##### Reading text

On Tue, Sep 24, 2019 at 1:09 PM Hao Sun <[hidden email]> wrote:

I think I overlooked it. Good point. I am using Redis to save the path to my savepoint, I might be able to set a TTL to avoid such issue.

Hao Sun

On Tue, Sep 24, 2019 at 9:54 AM Yuval Itzchakov <[hidden email]> wrote:

Hi Hao,

I think he's exactly talking about the usecase where the JM/TM restart and they come back up from the latest savepoint which might be stale by that time.

On Tue, 24 Sep 2019, 19:24 Hao Sun, <[hidden email]> wrote:

We always make a savepoint before we shutdown the job-cluster. So the savepoint is always the latest. When we fix a bug or change the job graph, it can resume well.
We only use checkpoints for unplanned downtime, e.g. K8S killed JM/TM, uncaught exception, etc.

Maybe I do not understand your use case well, I do not see a need to start from checkpoint after a bug fix.
From what I know, currently you can use checkpoint as a savepoint as well

Hao Sun

On Tue, Sep 24, 2019 at 7:48 AM Yuval Itzchakov <[hidden email]> wrote:

AFAIK there's currently nothing implemented to solve this problem, but working on a possible fix can be implemented on top of https://github.com/lyft/flinkk8soperator which already has a pretty fancy state machine for rolling upgrades. I'd love to be involved as this is an issue I've been thinking about as well.

Yuval

On Tue, Sep 24, 2019 at 5:02 PM Sean Hester <[hidden email]> wrote:

hi all--we've run into a gap (knowledge? design? tbd?) for our use cases when deploying Flink jobs to start from savepoints using the job-cluster mode in Kubernetes.

we're running a ~15 different jobs, all in job-cluster mode, using a mix of Flink 1.8.1 and 1.9.0, under GKE (Google Kubernetes Engine). these are all long-running streaming jobs, all essentially acting as microservices. we're using Helm charts to configure all of our deployments.

##########
##### Stored data

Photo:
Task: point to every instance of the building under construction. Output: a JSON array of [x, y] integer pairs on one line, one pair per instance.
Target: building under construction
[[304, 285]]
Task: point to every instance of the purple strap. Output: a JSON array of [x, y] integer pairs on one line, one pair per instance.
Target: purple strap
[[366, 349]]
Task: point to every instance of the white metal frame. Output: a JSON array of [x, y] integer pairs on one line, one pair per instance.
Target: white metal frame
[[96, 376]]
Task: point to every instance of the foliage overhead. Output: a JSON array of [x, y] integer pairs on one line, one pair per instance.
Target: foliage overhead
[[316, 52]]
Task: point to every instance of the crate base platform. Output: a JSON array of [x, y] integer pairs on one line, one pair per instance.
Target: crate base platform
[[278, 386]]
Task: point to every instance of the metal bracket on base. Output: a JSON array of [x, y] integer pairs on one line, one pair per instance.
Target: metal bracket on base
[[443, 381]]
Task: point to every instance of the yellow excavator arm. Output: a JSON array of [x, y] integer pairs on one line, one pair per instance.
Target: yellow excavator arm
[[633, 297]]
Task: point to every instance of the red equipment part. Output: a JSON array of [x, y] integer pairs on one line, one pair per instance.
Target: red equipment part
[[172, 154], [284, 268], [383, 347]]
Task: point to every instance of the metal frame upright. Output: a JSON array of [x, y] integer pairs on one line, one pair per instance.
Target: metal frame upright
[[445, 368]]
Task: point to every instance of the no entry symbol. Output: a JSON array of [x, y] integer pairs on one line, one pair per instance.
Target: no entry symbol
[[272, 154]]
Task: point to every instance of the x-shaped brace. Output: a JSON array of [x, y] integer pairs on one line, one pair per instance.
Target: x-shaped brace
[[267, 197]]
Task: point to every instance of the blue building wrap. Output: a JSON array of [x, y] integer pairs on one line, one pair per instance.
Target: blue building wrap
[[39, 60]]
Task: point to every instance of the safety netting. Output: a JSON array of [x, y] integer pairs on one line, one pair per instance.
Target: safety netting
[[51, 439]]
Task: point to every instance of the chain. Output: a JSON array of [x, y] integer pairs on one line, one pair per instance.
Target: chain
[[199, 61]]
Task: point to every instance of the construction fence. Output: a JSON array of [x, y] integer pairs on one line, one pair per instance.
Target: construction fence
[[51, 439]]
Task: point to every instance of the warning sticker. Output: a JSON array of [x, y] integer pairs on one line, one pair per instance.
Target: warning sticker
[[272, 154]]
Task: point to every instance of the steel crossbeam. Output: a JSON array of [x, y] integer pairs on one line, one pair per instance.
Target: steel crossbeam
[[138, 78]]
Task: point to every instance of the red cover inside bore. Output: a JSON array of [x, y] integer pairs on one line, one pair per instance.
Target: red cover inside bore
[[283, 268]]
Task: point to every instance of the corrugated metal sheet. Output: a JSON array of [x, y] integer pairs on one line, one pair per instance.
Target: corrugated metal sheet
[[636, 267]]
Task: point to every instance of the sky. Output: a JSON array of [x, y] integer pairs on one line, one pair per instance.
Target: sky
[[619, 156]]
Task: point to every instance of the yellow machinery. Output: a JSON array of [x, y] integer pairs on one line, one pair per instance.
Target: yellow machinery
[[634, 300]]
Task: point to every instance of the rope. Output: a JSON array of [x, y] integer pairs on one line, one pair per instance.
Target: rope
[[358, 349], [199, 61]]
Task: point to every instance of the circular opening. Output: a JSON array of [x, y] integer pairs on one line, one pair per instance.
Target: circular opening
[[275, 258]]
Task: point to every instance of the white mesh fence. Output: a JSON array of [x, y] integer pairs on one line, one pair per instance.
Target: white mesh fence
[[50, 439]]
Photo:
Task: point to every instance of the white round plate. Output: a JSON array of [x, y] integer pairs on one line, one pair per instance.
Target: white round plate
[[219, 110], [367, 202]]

##########

** Written task **
In the Flink savepoint thread, what does Hao Sun use to store the path to the savepoint?

** Written answer **
Redis